Excerpt
Detoxing as a Compulsive Spender

The day before yesterday I spent an entire therapy session talking about my compulsive spending. Seriously, I spent money to talk about not spending money. How many self help books have I bought to help me stop spending money that didn’t help me stop? A ton. The only thing that stops me is to not do the action of buying on impulse. After a good 45 minute session, my therapist says she wants me to detox from purchasing any accessories for a year. AN ENTIRE YEAR! As in 365 days of abstaining from buying it. No way my mind screams. Not possible it says. Even though I am over 2 months into my recovery from compulsive spending and haven’t purchased any jewelry my heart starts racing in fear. A year is a lllllooooonnnnggggg time. What if I need it?

She explains to me rationally how I do not need any accessories and it sounds totally sane and makes sense. But my Ego doesn’t like being told it can’t have something. My emotional immaturity is screaming that it wants that safety net if it needs it. I’ve already reduced my book expenditures and now this too? I envision myself standing there stomping my feet, clenching my fists, and crying like my 16 month old daughter. This is exactly how I feel.

Today I talked to another compulsive spender on the phone. She suggested that perhaps I try this for 1 month. That I put money in an envelope towards accessories but not spend it. I think this is a better approach. I can re-evaluate at that time. I think I may try this approach.

I am wondering what life would be like if I had envelopes for each category of my spending and had cash for them? So much to pray about.

Compulsive Spender – Who Me?

Natural-language object grounding data
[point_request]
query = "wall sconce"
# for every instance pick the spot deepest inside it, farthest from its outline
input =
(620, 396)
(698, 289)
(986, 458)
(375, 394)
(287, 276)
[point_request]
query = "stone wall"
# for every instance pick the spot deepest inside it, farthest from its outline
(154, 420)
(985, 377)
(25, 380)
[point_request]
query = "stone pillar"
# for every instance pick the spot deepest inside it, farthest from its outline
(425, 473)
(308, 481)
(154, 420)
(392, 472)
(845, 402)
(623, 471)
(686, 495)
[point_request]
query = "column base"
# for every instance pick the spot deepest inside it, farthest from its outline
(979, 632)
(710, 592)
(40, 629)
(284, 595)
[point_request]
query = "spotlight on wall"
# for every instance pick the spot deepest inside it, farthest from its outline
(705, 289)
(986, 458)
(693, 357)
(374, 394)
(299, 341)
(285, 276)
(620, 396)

--

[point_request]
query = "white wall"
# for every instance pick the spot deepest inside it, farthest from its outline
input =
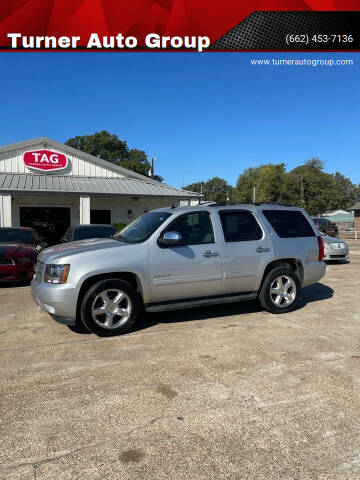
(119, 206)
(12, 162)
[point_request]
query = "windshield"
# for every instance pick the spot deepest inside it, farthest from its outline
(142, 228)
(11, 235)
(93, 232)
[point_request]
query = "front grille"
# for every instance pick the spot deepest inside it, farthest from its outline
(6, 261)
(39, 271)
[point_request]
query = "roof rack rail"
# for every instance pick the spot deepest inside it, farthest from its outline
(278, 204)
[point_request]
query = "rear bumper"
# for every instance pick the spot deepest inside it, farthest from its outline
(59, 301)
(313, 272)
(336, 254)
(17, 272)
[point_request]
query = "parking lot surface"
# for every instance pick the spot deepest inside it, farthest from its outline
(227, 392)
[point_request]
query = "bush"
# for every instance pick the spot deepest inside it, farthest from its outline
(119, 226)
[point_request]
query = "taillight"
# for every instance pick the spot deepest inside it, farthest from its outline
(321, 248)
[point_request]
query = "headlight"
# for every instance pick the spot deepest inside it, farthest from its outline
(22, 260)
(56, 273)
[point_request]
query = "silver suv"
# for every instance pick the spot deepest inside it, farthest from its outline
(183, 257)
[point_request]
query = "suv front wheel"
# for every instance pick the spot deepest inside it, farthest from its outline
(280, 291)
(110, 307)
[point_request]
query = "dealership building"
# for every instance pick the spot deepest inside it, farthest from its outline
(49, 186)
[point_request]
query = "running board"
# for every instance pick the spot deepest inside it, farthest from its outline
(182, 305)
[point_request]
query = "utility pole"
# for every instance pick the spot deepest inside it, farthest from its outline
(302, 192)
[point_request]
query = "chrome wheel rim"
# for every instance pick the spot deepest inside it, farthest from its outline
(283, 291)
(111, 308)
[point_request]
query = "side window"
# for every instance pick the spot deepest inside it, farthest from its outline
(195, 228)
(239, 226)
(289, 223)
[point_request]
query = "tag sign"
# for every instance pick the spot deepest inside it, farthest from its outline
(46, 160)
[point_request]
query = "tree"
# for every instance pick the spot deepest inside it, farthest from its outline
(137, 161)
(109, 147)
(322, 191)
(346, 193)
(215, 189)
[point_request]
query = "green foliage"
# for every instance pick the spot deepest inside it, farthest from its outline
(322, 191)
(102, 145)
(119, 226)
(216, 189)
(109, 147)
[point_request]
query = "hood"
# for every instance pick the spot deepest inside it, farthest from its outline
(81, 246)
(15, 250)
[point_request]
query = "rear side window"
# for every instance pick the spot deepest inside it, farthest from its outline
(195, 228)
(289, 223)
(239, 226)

Task directions
In the post about detoxing from compulsive spending, what does the therapist want the writer to stop buying for a year?

Response to the exercise
Accessories